§ Page
──────
Here are a couple updated shots of the vivarium since the first post. The plants are really starting to take off now - broms roots and philos are going nuts. I'm really starting to love 65s; they are not too tall or too long and don't take up too much space. I'm thinking about possibly setting up another 65 for a bastimentos pair once I work up some more cash. If I do go ahead with another one, I'll make a somewhat shelving rack to place both 65s on - one on top, the other on bottom. Only time will tell.


----------



## Guest (Jun 5, 2007)

Looking good; how'd you plant/ mount your broms? They look a little big for just wiring.


----------



## tyler (Feb 23, 2006)

The fireballs (the green ones on bg) were mounted by the stolons. The other large one was mounted by wedging the stolon between the two pieces of wood.


----------



## tyler (Feb 23, 2006)

I was getting a little bored and decided to steal my moms kodak for a bit and video the male calling. He has been trying so damn hard to get the female. Note, Kodak is not the best for videos and I'm no NG cameraman lol. The female "pops" out at 14s and that's where he starts "walking." You can hear my amies for the first few seconds, but after that, the male pum cancels them out 
Figured I would post it b/c I thought it was cool.

To view the vid, hold ctrl+click.


----------



## Guest (Jun 5, 2007)

That video is good. Did I just see those pumilio running? Or were my eyes tricked by the camera?


----------



## tyler (Feb 23, 2006)

Nope. The little guy was running - I was quite surprised at first too.


----------



## Guest (Jun 5, 2007)

Yea, thats pretty cool!!!


----------



## Guest (Jun 5, 2007)

Nice video, hope they breed soon!


----------
──────
§ Supplied information
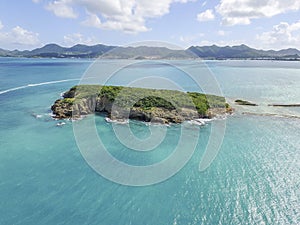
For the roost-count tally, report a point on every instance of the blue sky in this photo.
(263, 24)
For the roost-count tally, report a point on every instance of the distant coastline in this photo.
(213, 52)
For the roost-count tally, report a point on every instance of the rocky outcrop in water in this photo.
(158, 106)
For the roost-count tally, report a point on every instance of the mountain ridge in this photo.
(146, 52)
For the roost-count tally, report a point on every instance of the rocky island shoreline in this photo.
(148, 105)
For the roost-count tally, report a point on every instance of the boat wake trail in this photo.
(37, 84)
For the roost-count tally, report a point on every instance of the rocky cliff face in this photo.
(73, 105)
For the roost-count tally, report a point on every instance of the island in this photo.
(148, 105)
(244, 102)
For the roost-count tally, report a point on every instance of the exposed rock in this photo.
(157, 110)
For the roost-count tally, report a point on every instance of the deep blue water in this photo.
(45, 180)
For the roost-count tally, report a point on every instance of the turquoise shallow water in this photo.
(45, 180)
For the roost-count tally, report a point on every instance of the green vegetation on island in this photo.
(164, 106)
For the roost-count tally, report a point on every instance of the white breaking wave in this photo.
(38, 84)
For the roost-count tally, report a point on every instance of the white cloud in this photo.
(221, 33)
(189, 39)
(206, 16)
(243, 11)
(18, 36)
(126, 15)
(62, 8)
(78, 38)
(283, 35)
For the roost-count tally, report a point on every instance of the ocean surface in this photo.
(254, 178)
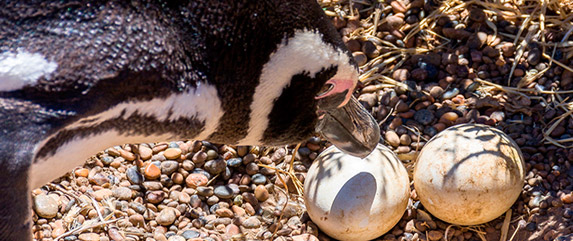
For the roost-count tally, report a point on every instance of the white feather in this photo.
(23, 69)
(304, 52)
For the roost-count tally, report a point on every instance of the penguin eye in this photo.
(325, 89)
──────
§ Exercise tasks
[1] In the vivarium thread, at how many seconds into the video does the female pop out?
[2] Echo the vivarium thread word for word, beginning at the words "Here are a couple" and stopping after "for just wiring.".
The records are separate material, unrelated to the vivarium thread.

§ Task answers
[1] At 14 seconds.

[2]
Here are a couple updated shots of the vivarium since the first post. The plants are really starting to take off now - broms roots and philos are going nuts. I'm really starting to love 65s; they are not too tall or too long and don't take up too much space. I'm thinking about possibly setting up another 65 for a bastimentos pair once I work up some more cash. If I do go ahead with another one, I'll make a somewhat shelving rack to place both 65s on - one on top, the other on bottom. Only time will tell.


----------



## Guest (Jun 5, 2007)

Looking good; how'd you plant/ mount your broms? They look a little big for just wiring.